Reproduce each of the rows below exactly, character for character, with the pictures left out.

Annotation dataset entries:
****

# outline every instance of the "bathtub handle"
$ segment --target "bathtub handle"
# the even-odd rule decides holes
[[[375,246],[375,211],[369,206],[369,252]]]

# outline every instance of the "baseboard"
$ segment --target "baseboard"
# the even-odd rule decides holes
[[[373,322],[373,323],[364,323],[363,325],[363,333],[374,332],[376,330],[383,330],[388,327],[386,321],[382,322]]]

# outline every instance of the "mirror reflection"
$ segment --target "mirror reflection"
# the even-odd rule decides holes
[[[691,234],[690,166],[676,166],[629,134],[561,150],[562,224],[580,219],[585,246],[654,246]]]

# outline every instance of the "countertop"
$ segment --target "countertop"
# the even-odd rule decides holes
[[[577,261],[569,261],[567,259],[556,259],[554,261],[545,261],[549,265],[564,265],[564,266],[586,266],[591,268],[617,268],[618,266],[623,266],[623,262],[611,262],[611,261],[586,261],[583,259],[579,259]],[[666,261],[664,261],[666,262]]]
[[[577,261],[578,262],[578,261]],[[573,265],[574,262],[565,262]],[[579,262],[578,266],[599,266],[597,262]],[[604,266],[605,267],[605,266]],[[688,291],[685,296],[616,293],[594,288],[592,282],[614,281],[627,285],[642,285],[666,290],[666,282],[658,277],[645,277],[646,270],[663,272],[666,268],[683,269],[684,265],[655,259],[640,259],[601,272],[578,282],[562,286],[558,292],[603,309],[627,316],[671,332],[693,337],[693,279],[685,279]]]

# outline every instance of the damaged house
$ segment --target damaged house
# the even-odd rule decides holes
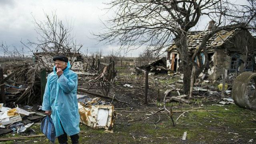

****

EXERCISE SOLUTION –
# outline every instance of the "bathtub handle"
$ segment --target "bathtub handle"
# the even-odd rule decides holes
[[[375,246],[375,211],[369,206],[369,252]]]

# outline every instance of the "baseboard"
$ segment --target "baseboard"
# the even-odd rule decides holes
[[[373,322],[373,323],[364,323],[363,325],[363,333],[374,332],[376,330],[383,330],[388,327],[386,321],[382,322]]]

# outline every instance of the "mirror reflection"
$ segment --target "mirror reflection"
# the even-odd rule decides holes
[[[691,234],[690,166],[676,166],[629,134],[561,150],[562,224],[580,219],[585,246],[654,246]]]

# outline every instance of the "countertop"
$ segment --target "countertop"
# the even-odd rule decides holes
[[[577,261],[569,261],[567,259],[556,259],[554,261],[545,261],[549,265],[564,265],[564,266],[586,266],[591,268],[617,268],[618,266],[623,266],[623,262],[611,262],[611,261],[586,261],[583,259],[579,259]],[[666,261],[664,261],[666,262]]]
[[[577,261],[578,262],[578,261]],[[573,265],[574,262],[565,262]],[[579,262],[578,266],[599,266],[597,262]],[[604,266],[605,267],[605,266]],[[688,291],[685,296],[616,293],[594,288],[592,282],[614,281],[627,285],[642,285],[666,290],[666,282],[658,277],[645,277],[646,270],[663,272],[666,268],[683,269],[684,265],[655,259],[640,259],[601,272],[578,282],[562,286],[558,292],[603,309],[627,316],[671,332],[693,337],[693,279],[685,279]]]

# outline every instance of the damaged house
$ segment --target damaged house
# the even-odd rule decides holes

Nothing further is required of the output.